Police: UPS driver doesn’t remember landing in bay

The UPS driver whose truck crashed into Biscayne Bay told police his brakes failed.

06/28/2012 5:00 AM

06/29/2012 6:11 AM

Driver Luis De La Paz crashed his iconic UPS brown van into a tree before it careened into Biscayne Bay.

He told police he didn’t remember how he ended up almost waist-deep in the bay, still strapped in his seat.

According to a Miami Shores Police report, De La Paz, 40, of Miramar, was driving east on 96th Street when something happened that caused his truck to speed through a stop sign, into a tree, through a guardrail, and into the water.

The package van landed in three to four feet of water.

De La Paz waded back to shore and told police his brakes gave out as he was going through the intersection of Northeast 10th Avenue and 96th Street. Police believe that intersection was actually Northeast 12th Avenue and 96th Street.

De La Paz’s truck is based in Hialeah, and his regular route detours away from the Miami Shores bayside at Northeast 10th Street, where he usually turns south. He said he stomped on the brakes, but the pedal wouldn’t give. He turned the wheel sharply to the right, clipping a large tree and peeling back part of the brown UPS truck’s roof and side.

Gordon Moyer told police he saw the truck run the 12th Avenue stop sign. Lele Tracy said she heard a crash and saw the truck speed up, and go into the bay.

PROVIDED RECORDS:
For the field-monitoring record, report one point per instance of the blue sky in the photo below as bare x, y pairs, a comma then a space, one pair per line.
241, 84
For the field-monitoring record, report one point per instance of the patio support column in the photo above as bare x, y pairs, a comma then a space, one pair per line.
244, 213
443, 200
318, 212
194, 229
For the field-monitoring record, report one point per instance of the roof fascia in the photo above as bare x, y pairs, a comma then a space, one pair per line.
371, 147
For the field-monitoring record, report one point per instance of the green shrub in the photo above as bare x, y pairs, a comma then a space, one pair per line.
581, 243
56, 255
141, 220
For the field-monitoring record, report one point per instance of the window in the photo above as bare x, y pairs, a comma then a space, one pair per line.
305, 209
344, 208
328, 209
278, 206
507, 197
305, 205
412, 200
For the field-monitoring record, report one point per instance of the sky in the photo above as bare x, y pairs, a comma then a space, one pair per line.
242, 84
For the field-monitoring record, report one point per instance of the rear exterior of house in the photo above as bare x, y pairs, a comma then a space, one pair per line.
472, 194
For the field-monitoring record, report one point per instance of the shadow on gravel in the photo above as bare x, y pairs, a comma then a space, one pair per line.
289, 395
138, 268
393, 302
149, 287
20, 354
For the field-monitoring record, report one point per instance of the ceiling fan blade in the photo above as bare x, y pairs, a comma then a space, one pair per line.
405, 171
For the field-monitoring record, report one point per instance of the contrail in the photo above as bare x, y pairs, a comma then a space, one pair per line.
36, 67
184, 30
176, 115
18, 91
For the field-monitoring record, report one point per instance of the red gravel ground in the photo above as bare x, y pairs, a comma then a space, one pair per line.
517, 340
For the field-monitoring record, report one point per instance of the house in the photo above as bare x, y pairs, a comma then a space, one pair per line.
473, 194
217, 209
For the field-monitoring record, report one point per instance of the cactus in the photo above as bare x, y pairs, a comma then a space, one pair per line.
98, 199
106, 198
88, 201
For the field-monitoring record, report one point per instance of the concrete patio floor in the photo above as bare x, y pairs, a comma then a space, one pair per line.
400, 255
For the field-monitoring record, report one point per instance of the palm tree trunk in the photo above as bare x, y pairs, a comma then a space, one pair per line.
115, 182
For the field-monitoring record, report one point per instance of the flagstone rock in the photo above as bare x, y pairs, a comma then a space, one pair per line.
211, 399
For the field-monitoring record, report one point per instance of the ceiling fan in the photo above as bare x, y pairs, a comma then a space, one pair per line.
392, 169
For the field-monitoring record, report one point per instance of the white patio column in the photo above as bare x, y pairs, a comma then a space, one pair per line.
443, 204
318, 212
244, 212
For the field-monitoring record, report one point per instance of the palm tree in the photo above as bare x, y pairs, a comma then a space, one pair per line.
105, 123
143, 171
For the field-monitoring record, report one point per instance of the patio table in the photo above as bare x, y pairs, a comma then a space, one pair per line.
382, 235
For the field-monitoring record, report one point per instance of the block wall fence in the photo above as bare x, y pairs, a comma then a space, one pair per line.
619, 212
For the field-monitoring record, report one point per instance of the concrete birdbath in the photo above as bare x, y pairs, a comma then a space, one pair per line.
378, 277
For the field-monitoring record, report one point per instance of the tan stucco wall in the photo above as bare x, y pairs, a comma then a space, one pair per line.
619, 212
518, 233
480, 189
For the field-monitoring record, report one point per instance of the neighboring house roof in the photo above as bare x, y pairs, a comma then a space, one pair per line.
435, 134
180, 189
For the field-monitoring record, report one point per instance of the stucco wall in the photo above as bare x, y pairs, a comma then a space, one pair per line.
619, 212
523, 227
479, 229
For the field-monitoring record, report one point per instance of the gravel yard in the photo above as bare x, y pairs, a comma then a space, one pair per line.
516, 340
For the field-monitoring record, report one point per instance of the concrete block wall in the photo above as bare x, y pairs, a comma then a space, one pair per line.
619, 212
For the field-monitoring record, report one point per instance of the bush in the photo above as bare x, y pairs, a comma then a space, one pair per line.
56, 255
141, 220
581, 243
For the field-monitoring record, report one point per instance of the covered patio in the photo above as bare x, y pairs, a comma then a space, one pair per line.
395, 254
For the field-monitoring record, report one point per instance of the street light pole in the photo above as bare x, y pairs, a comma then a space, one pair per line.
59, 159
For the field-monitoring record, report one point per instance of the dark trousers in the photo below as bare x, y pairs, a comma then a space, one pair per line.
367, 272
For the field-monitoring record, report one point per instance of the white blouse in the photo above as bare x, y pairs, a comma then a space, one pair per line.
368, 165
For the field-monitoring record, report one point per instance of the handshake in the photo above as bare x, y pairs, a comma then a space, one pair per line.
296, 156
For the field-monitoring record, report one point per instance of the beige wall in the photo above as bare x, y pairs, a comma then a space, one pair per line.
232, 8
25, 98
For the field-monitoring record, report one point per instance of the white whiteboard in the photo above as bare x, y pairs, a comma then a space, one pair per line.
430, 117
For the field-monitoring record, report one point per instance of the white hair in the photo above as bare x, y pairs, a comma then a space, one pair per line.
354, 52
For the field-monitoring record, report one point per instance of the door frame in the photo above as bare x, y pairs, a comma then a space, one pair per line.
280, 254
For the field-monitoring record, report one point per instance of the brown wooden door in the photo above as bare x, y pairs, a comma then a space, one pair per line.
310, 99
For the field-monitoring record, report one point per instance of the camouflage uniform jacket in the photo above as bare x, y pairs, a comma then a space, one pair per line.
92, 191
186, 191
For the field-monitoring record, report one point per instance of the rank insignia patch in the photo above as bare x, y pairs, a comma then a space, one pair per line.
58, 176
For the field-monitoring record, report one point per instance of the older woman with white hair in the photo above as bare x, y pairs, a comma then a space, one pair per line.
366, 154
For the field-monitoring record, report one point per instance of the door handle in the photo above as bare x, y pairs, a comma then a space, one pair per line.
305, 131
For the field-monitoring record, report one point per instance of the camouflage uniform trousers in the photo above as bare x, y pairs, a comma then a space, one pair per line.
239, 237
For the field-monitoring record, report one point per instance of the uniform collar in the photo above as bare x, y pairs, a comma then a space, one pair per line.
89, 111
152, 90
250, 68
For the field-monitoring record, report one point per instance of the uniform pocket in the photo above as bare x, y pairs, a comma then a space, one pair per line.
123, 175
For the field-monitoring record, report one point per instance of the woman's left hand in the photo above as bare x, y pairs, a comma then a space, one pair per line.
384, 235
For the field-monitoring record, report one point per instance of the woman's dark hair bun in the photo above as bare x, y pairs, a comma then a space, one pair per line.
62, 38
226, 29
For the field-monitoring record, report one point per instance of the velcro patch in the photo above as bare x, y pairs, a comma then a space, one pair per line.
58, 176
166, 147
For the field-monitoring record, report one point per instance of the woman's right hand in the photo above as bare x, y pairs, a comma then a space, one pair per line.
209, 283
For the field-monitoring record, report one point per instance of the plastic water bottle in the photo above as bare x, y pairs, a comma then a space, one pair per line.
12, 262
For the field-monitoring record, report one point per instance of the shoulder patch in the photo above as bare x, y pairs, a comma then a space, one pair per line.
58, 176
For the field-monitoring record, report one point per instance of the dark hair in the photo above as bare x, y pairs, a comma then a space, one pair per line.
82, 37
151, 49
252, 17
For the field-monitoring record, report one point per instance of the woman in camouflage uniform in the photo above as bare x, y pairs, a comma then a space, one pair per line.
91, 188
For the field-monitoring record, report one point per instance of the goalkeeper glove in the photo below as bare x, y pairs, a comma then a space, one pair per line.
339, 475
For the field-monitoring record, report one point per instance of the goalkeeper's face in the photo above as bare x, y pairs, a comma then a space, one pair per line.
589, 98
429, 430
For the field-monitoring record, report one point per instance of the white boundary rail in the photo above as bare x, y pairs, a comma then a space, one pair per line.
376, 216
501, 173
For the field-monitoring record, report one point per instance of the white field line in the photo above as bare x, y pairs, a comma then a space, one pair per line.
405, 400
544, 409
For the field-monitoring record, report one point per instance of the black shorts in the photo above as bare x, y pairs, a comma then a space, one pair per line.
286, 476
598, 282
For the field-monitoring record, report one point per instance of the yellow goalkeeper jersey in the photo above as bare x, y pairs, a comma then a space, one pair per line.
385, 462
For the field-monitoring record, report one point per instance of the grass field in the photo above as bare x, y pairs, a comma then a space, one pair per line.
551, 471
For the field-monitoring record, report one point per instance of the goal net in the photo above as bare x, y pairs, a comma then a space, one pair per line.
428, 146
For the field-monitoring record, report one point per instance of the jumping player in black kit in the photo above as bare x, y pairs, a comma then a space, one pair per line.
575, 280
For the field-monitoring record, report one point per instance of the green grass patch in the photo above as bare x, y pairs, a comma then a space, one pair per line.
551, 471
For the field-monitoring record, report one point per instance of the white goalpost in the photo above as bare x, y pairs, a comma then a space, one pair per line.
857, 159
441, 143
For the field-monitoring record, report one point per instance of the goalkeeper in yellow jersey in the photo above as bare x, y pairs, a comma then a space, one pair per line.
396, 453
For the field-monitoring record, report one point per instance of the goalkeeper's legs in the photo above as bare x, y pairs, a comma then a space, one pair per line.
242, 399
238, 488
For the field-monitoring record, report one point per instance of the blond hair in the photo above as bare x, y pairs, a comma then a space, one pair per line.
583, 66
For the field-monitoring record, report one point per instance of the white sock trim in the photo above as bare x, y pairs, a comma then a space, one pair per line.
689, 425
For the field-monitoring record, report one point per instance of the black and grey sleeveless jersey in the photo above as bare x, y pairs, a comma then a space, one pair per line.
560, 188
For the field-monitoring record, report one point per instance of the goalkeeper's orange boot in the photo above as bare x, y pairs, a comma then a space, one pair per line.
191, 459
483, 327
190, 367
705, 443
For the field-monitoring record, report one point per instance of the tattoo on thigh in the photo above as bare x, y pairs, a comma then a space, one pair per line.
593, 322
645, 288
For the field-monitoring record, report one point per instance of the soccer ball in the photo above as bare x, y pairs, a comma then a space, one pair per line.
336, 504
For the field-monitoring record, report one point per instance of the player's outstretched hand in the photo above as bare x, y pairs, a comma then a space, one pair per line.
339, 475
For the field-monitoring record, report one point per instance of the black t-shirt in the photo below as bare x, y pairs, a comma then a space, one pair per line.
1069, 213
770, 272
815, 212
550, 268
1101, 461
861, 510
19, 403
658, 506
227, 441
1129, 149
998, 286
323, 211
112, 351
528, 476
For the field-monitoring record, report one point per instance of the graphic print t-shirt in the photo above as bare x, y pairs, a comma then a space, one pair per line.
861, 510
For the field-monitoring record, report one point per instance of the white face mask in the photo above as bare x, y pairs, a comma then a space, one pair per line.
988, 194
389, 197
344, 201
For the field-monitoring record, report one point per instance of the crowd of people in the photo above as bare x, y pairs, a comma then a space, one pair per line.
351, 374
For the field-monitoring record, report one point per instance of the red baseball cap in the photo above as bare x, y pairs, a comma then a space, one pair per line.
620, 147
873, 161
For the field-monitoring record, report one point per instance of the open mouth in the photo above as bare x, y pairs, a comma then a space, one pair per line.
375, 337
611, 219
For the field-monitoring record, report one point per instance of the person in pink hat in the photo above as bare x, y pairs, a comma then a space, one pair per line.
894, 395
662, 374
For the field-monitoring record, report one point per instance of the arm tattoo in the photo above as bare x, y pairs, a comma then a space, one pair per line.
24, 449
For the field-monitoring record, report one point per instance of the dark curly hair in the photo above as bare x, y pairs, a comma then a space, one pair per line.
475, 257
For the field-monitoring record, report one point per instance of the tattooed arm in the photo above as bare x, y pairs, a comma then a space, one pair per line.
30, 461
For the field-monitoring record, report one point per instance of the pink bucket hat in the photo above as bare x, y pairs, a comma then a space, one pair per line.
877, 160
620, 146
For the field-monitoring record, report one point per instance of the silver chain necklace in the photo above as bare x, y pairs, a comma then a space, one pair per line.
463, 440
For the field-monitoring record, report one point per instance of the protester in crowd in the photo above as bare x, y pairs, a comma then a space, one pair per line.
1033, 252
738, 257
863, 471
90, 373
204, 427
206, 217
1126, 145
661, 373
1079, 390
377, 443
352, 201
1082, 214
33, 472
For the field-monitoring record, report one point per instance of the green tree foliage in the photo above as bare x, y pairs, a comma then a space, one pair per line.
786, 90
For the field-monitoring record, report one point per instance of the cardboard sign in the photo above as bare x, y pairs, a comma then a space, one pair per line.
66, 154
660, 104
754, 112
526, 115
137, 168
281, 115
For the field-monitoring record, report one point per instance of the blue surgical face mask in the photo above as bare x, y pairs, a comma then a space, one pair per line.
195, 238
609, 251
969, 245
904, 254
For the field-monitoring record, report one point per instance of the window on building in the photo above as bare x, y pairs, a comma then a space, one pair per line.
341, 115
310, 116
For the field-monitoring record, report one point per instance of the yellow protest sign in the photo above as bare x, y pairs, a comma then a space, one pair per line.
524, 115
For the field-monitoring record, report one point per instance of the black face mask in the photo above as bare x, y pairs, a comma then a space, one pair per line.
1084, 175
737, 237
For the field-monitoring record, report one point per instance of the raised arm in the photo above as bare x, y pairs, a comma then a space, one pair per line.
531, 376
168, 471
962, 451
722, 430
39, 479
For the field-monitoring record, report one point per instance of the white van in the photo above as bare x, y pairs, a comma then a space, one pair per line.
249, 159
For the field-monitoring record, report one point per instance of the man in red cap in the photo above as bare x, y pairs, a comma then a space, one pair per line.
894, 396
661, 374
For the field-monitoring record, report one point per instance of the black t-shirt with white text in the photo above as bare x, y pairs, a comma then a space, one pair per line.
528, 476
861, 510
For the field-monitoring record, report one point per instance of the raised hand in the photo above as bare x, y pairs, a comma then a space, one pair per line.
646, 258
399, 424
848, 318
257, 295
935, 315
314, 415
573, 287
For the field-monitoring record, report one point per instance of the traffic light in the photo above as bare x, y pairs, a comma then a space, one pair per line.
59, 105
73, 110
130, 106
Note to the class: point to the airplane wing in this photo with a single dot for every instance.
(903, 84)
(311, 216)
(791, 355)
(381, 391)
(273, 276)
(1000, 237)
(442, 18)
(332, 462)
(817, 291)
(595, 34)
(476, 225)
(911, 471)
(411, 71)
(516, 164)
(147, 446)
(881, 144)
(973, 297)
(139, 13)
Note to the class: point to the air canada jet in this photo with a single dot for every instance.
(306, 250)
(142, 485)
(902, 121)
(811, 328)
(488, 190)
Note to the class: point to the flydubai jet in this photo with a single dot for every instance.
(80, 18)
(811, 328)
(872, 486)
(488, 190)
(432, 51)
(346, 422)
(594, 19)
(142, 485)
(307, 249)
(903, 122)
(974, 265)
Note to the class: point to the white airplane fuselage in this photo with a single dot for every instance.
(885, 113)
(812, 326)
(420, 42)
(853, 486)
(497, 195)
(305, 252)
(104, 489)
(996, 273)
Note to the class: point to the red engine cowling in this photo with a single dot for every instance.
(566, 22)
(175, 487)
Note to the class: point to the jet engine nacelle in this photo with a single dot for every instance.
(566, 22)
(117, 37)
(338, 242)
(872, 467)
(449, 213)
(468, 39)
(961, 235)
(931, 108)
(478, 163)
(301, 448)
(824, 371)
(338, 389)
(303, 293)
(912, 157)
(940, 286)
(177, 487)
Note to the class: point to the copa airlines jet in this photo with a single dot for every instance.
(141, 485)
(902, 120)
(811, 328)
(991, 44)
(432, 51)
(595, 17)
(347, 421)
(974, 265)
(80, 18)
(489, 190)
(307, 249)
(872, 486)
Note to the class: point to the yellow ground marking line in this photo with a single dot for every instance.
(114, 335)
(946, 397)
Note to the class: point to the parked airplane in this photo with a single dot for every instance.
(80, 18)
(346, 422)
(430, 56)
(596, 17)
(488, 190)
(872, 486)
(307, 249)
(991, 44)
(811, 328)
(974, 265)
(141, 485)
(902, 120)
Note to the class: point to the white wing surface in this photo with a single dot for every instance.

EXERCISE AIM: Continue the news story about the UPS truck that crashed into Biscayne Bay, picking up right after its last sentence. The listing has nothing to do with any of this.

TASK OUTPUT:
But De La Paz told police he couldn't remember anything. He doesn’t remember righting himself on the road and speeding straight for the water. He doesn’t remember crashing through a metal guardrail. He doesn’t remember splashing into Biscayne Bay.

Except for a few cuts on his legs, De La Paz was unharmed. He soon started making phone calls. He later told police a car cut him off at the intersection.

When the truck was pulled from the water, the police report stated the brake pedal was “extremely firm and difficult to depress.” But, the report noted, the brake system could have gotten stuck after sitting in the water after the crash.

The report allowed for the possibility of mechanical error, human error, or a medical issue.

Police did not cite De La Paz because the crash into the tree could have knocked him unconscious or left him disoriented.

UPS spokeswoman Susan Rosenburg said UPS will look over the truck to determine what caused the crash.

“It could be that it was something completely unavoidable for that driver,” she said.

Contacted at home, De La Paz’s wife told The Miami Herald that he did not want to comment.